* Your goal
Omit every picture and return the rest of the data unaltered.

Photo-based point labeling data:
---

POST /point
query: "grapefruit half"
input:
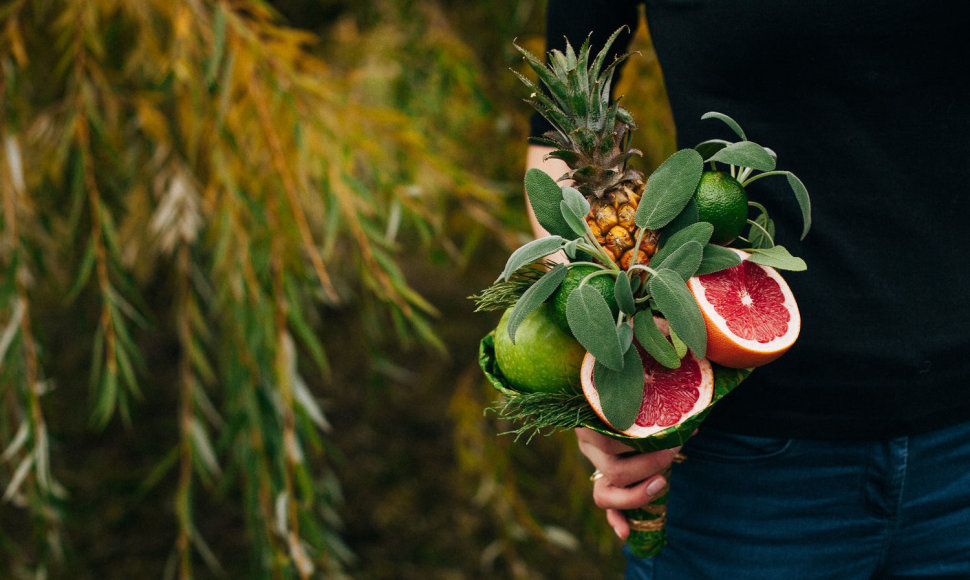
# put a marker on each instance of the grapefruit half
(750, 313)
(670, 396)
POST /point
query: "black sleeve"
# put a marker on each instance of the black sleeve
(575, 20)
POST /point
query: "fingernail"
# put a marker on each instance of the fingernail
(656, 486)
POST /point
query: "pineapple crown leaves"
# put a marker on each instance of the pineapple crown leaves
(591, 133)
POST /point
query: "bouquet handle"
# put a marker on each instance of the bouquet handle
(648, 533)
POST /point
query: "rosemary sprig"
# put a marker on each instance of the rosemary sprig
(535, 413)
(503, 295)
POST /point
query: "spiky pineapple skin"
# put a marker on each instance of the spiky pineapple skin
(611, 220)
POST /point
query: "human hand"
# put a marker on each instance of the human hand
(629, 479)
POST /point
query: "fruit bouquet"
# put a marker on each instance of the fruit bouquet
(668, 294)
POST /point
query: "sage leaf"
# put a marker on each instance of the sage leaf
(777, 257)
(746, 154)
(699, 232)
(531, 252)
(804, 203)
(761, 234)
(726, 120)
(677, 304)
(717, 258)
(620, 391)
(575, 201)
(623, 292)
(574, 208)
(545, 196)
(652, 339)
(687, 217)
(534, 296)
(709, 148)
(592, 323)
(679, 347)
(625, 333)
(570, 249)
(669, 188)
(684, 260)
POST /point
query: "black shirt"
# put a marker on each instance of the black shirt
(869, 104)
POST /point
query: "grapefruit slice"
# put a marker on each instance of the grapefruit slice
(750, 313)
(670, 396)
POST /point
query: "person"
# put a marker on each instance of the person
(849, 457)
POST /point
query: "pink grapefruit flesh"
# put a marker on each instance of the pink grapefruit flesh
(750, 314)
(670, 396)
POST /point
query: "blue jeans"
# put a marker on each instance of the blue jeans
(762, 508)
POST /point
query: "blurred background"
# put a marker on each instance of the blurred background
(237, 241)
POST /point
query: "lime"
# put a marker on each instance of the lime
(543, 358)
(722, 201)
(604, 284)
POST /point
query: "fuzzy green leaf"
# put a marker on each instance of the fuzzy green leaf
(620, 391)
(762, 232)
(531, 252)
(717, 258)
(727, 120)
(653, 340)
(669, 188)
(574, 208)
(625, 333)
(677, 304)
(804, 203)
(535, 296)
(777, 257)
(699, 232)
(623, 293)
(684, 260)
(679, 346)
(592, 323)
(545, 195)
(709, 148)
(746, 154)
(687, 217)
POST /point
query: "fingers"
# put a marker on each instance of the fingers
(618, 522)
(621, 465)
(609, 496)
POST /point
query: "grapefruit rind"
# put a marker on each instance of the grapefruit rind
(726, 348)
(636, 431)
(725, 380)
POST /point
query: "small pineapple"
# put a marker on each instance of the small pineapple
(591, 135)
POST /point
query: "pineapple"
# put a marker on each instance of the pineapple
(591, 135)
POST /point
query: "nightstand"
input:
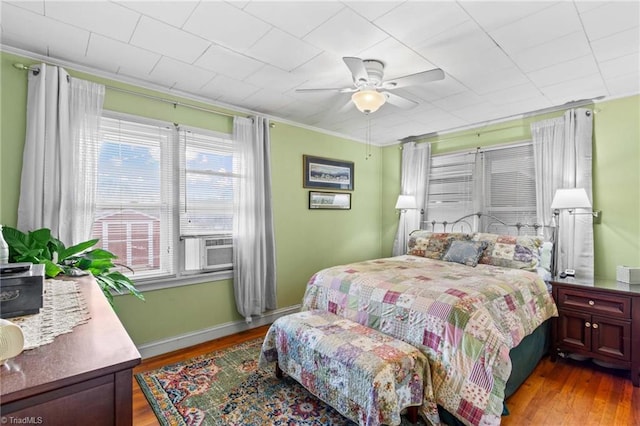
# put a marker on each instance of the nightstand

---

* Written solution
POST /point
query: "grapefruit half"
input:
# put a marker on each instance of the grapefruit half
(750, 313)
(670, 396)
POST /point
query: "black sleeve"
# put a marker on each instance of the black sleeve
(575, 20)
POST /point
query: "fingernail"
# put a marker on each instance of the fingernail
(656, 486)
POST /point
query: "pineapple crown leaves"
# put a marker on each instance of the pineapple crown leaves
(591, 133)
POST /point
query: "bouquet handle"
# put a marker on each instance of the bouquet handle
(648, 533)
POST /point
query: "rosemary sprig"
# put a marker on each instance of the rosemary sprig
(535, 413)
(503, 295)
POST /point
query: "spiky pineapple skin"
# put a marker on each instance of the spiky pineapple skin
(611, 220)
POST /point
query: "human hand"
# put a marker on each instance of the human hand
(629, 479)
POST /point
query: "fruit bouquet"
# put a marker on each instance of the fruit bouquet
(668, 294)
POST /point
query: "sage leaf"
# put a marker on each instance of the sage leaf
(777, 257)
(746, 154)
(699, 232)
(531, 252)
(804, 203)
(761, 234)
(726, 120)
(677, 304)
(717, 258)
(620, 391)
(575, 201)
(623, 292)
(574, 208)
(545, 196)
(652, 339)
(687, 217)
(534, 296)
(709, 148)
(592, 323)
(679, 347)
(625, 333)
(570, 249)
(669, 188)
(684, 260)
POST /point
query: "black shirt"
# put a marker on each instance of the black shirt
(869, 104)
POST /point
query: "grapefruit slice"
# put a marker on each instance of the grapefruit slice
(750, 313)
(670, 396)
POST /point
query: "person"
# put a marker on each instance of the person
(849, 457)
POST /point
query: "pink grapefruit flesh"
# put a marker on each instance of the pink grapefruit flesh
(750, 314)
(670, 396)
POST /point
query: "blue jeans"
# put a marker on each instance of the blue jeans
(762, 508)
POST /point
query: "blurred background"
# put a marker on each instance of the blurred background
(237, 241)
POST /point
query: "lime"
# put a marker on each instance of the lime
(543, 358)
(722, 201)
(604, 284)
POST /point
query: "fuzzy green leaf"
# put a marker on each instance of the fuzzy green leaf
(620, 391)
(762, 232)
(531, 252)
(717, 258)
(727, 120)
(653, 340)
(669, 188)
(574, 208)
(625, 333)
(677, 304)
(804, 203)
(535, 296)
(777, 257)
(699, 232)
(623, 293)
(684, 260)
(679, 346)
(592, 323)
(545, 195)
(709, 148)
(746, 154)
(687, 217)
POST /point
query: "fingers"
# put a marker on each instance of the fingers
(618, 522)
(621, 465)
(609, 496)
POST /point
query: "grapefruit rind"
# put a marker on each instance of the grapefruit rind
(726, 348)
(636, 431)
(725, 380)
POST /point
query: "small pineapple"
# put a marker on each instance of the small pineapple
(591, 135)
POST /point
query: "pineapple"
# put a marker on each instance of the pineapple
(591, 135)
POST /point
query: "nightstand"
input:
# put a marker on each instance of the nightstand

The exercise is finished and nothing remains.